**Assigned task:** All that should appear is the run of lines from the one containing "the butterfly and" through the end of the records, each repeated exactly.

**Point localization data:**
--- START ---

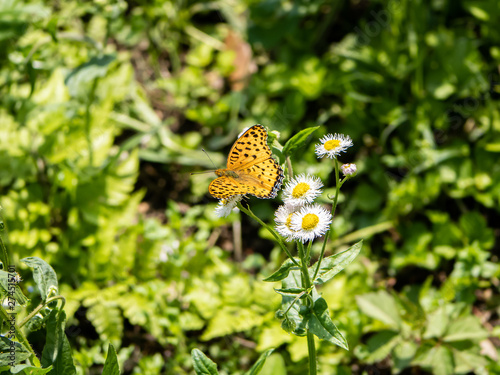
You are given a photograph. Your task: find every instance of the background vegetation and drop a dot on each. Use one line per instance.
(104, 109)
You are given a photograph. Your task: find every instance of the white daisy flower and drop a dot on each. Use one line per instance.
(349, 169)
(225, 206)
(283, 217)
(332, 145)
(302, 190)
(310, 222)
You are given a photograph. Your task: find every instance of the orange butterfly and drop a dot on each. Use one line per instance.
(250, 168)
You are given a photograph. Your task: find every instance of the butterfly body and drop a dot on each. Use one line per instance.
(250, 168)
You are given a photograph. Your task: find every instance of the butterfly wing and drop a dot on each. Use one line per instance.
(263, 178)
(249, 149)
(254, 170)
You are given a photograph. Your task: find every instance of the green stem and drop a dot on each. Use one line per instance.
(310, 337)
(327, 234)
(312, 353)
(4, 254)
(337, 187)
(271, 230)
(88, 119)
(20, 336)
(41, 306)
(289, 166)
(338, 184)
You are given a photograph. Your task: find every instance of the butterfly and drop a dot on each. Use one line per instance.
(250, 168)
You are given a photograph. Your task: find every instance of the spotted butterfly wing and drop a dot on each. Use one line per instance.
(250, 168)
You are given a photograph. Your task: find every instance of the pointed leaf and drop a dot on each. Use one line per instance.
(298, 141)
(320, 324)
(202, 364)
(57, 351)
(111, 366)
(283, 271)
(6, 346)
(332, 265)
(7, 284)
(44, 276)
(28, 369)
(380, 306)
(260, 363)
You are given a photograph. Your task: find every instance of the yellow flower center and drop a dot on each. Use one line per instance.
(332, 144)
(310, 221)
(300, 190)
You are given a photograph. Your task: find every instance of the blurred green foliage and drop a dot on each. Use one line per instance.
(104, 109)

--- END ---

**Exercise answer:**
You are given a photograph. Your task: find every instance of the butterfly and drop a dot on each. Use one line per instance.
(250, 168)
You are given a photograph. Your task: find every instance of the spotted butterfly wing and drop a dot on each. Use one line per instance.
(250, 168)
You are given a photograph. Your task: find every instance of the pointed leaf and drop a dot on each. Use one line per instance.
(298, 141)
(320, 324)
(202, 364)
(57, 351)
(111, 366)
(283, 271)
(6, 346)
(332, 265)
(7, 284)
(44, 276)
(28, 369)
(380, 306)
(260, 363)
You are given a photograph. Your task: find every instance of the yellow flower center and drop a dot on each. Use one line per instance.
(332, 144)
(310, 221)
(300, 190)
You are given a photograph. Your task: find every instance of the blurred green foliage and drop a dot on each. Use one line per instance.
(104, 109)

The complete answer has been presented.